• WHAT IS REQUIRED: Please identify each line in the data below that contains the word "distant" and copy those lines.

• RECORDS FOR THIS EXERCISE:
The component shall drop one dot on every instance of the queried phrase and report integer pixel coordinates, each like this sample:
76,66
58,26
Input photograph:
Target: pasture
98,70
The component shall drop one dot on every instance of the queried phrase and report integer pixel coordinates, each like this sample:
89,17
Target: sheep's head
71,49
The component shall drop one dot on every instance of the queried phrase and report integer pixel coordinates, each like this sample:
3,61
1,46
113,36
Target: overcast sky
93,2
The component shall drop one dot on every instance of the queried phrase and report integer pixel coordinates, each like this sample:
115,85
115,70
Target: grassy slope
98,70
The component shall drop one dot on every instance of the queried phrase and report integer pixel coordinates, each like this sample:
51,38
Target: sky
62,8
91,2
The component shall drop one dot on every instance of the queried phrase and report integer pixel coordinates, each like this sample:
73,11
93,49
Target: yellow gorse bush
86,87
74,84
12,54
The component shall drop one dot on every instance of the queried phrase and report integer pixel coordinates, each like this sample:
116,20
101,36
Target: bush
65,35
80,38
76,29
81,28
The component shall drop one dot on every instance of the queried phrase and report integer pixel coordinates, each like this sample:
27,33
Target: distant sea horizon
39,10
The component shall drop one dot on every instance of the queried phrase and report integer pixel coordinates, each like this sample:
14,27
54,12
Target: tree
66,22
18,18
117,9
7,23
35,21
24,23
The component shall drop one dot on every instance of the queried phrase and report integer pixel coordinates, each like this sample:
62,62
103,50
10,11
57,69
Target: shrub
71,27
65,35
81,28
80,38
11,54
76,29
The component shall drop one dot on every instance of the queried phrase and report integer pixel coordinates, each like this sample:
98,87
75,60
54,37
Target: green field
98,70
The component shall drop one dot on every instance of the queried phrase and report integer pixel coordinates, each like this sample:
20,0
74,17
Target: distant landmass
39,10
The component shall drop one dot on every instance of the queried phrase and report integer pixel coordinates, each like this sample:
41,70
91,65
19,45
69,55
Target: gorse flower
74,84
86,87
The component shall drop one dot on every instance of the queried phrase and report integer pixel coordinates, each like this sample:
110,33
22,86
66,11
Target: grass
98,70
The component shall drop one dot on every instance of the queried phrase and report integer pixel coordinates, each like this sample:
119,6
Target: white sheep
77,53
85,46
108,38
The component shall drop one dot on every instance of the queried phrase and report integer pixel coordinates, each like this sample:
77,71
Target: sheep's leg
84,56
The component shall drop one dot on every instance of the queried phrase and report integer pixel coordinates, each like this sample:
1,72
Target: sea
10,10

• RESULT OF THIS EXERCISE:
Target: distant sea horizon
Target: distant landmass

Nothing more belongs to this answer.